Stored records
------------------------

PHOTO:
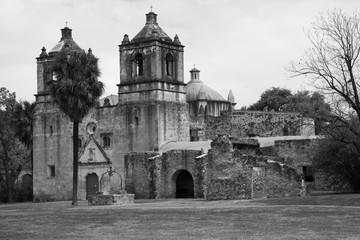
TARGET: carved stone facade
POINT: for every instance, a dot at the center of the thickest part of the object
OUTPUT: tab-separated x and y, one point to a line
154	108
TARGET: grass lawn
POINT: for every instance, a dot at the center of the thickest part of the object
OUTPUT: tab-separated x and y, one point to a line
335	216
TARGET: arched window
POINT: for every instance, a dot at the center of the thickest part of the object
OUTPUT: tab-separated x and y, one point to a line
139	62
106	141
169	64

------------------------

▶ **TASK INSTRUCTIONS**:
Return every line of the material above word for word, leaving out the pictures.

▶ **EXERCISE RESULT**:
PHOTO:
TARGET: carved stone facade
POINT: for every instance, a dot at the center of the thickest part of the object
OUTPUT: tab-separated x and y, one point to a line
154	108
TARGET: grass lawn
POINT: for every instance, a dot at the center of the thickest part of the object
OUTPUT: tab-separated x and y, one point to a line
335	216
TARGET: arched window
POINT: for every instance, a dot at the center of the thickest part of the object
OUTPUT: tab-separated x and y, one point to a line
139	62
106	141
169	64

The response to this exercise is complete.